- [Выбранный отрывок]:
<<<<
В некоторых поэтических стилях эпитет усиленно культивировался, и каждое почти существительное сопровождалось эпитетом. Например:
Уж утра свежее дыханье
В окно прохладой веет мне.
На озаренное созданье
Смотрю в волшебной тишине;
На главах смоляного бора,
Вдали лежащего венцом,
Восток пурпуровым ковром
Зажгла стыдливая Аврора,
И с блеском алым на водах,
Между рядами черных елей
Залив почиет в берегах.
(А. М а й к о в, 1838 г.)
Такие обязательные эпитеты именуются «украшающими». В стиле, культивирующем украшающий эпитет, обычно эти определения традиционны и не действенны в своем значении. Поэтому часто украшающие эпитеты образуются из безразличных, ко всему прилагаемых слов. Так, в поэзии 20-х годов XIX в. всякая «дева» бывала непременно «юная», «нежная» или «милая», всякий «сумрак» – «таинственный». В описательной поэзии XVIII в. во Франции всякая деталь пейзажа была «смеющейся» (в русских переводах «веселой»): «riant bocage» («веселая рощица») и т.п. Потребность в безразличном эпитете для придания фразе полноты и округленности, для выделения определяемого, мы часто испытываем и в разговорной речи, пользуясь в качестве эпитета словами «такой», «какой-то» и т.п. Ср.: «В этот раз я была в каком-то смущении» (Достоевский. «Неточка Незванова», первая редакция 1849 г. Во второй редакции данное место читается «я была в страшном смущении». Из этой поправки видно, что слово «какой-то» вовсе не значило «неопределенный», «неясный», как можно было бы предполагать, а замещало собой неподысканный эпитет, необходимый для полноты фразы. Это ясно, если оставить фразу без эпитета).
В античной поэзии (например, в Гомеровском эпосе) часто наблюдаются «постоянные» эпитеты, т.е. эпитеты, раз навсегда закрепленные за некоторыми словами или именами, например:
«Аполлон сребролукий», «быстроногий Ахиллес», «светлоокая богиня», «златотронная Гера» и т.п.
В поэтическом словоупотреблении эпитет бывает весьма часто метафорическим. Таково словосочетание «свинцовые мысли».
Метафорический эпитет отличается от обыкновенной метафоры тем, что в нем есть элемент сопоставления. Можно, например, в контексте заменить слово «зубы» словом «жемчужины». Мы получим чистую метафору, весь эффект которой заключается в том, что слово «зубы» не употреблено. Но можно сказать «жемчужные зубы». Здесь эпитет «жемчужные» играет ту же роль, что и слово «жемчужины» в первом случае, но отличие то, что слово «зубы» все же сказано, и поэтому облегчено понимание предложения. «Жемчужные зубы» или «зубы-жемчужины» дает сопоставление слова, называющего предмет в прямом значении, со словом, называющим его метафорически.
В этом отношении сила метафоры, с одной стороны, ослаблена, а с другой стороны, получается особый эффект в сопоставлении двух слов в различном смысловом применении (одно в прямом, другое в переносном значении). Чтобы усилить этот эффект сопоставления, подбирают иногда эпитет противоположный или противоречащий определяемому, таковы – «сладкая горечь», «звучная тишина», «мрачный свет» и т. п. Подобные противоречивые (в прямом значении) эпитеты носят название оксюморон.
>>>>
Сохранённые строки
<<<<
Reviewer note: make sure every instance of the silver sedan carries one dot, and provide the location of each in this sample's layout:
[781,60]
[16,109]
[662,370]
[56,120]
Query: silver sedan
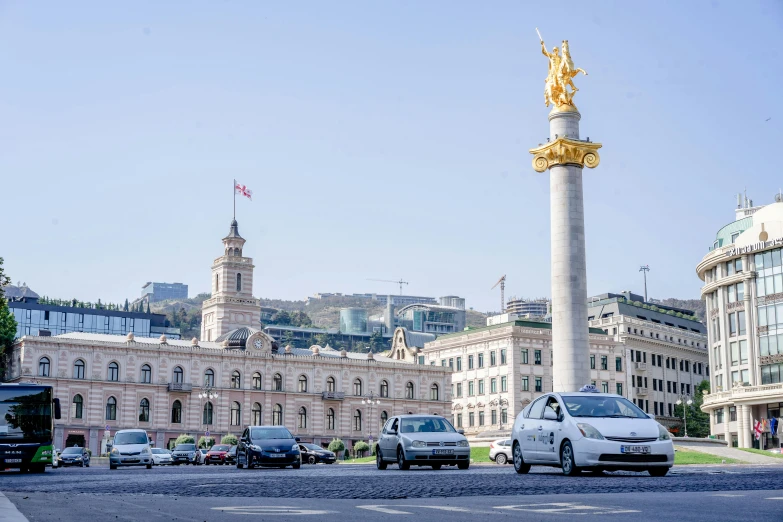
[421,440]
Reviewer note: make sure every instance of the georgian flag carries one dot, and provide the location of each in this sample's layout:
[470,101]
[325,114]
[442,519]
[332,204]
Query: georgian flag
[242,189]
[757,430]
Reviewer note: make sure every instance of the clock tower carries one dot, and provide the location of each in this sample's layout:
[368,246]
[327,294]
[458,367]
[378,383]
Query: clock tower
[232,304]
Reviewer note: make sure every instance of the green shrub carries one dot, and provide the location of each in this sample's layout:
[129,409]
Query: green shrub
[206,442]
[336,445]
[185,439]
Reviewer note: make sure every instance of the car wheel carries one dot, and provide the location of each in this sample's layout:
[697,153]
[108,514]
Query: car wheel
[567,460]
[401,462]
[519,462]
[379,462]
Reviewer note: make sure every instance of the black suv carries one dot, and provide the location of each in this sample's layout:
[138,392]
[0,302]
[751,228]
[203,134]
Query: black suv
[272,446]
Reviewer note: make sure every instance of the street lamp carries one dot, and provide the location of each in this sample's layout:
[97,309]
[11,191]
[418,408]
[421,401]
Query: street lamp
[684,402]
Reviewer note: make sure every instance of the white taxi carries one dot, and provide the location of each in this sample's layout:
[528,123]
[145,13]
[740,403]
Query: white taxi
[589,431]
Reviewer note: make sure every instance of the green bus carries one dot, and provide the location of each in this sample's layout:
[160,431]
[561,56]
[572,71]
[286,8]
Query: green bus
[27,413]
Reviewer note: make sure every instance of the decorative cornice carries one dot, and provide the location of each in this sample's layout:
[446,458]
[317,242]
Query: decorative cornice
[566,151]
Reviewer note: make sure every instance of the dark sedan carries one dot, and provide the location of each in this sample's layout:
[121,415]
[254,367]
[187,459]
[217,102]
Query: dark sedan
[268,446]
[75,456]
[313,454]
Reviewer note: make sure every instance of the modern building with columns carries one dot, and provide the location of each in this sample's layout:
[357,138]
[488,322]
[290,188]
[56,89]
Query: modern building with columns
[743,288]
[113,382]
>>>>
- [Короткое упражнение 1]:
Воспроизведите дословно часть текста об эпитете: начните со слов «В некоторых поэтических» и остановитесь после слов «в, 1838 г.)».
- [Короткое упражнение 2]:
Как, согласно тексту об эпитете, называются противоречивые в прямом значении эпитеты вроде «сладкая горечь» или «звучная тишина»?

- [Письменное решение 1]:
В некоторых поэтических стилях эпитет усиленно культивировался, и каждое почти существительное сопровождалось эпитетом. Например:
Уж утра свежее дыханье
В окно прохладой веет мне.
На озаренное созданье
Смотрю в волшебной тишине;
На главах смоляного бора,
Вдали лежащего венцом,
Восток пурпуровым ковром
Зажгла стыдливая Аврора,
И с блеском алым на водах,
Между рядами черных елей
Залив почиет в берегах.
(А. М а й к о в, 1838 г.)

- [Письменное решение 2]:
Они носят название оксюморон.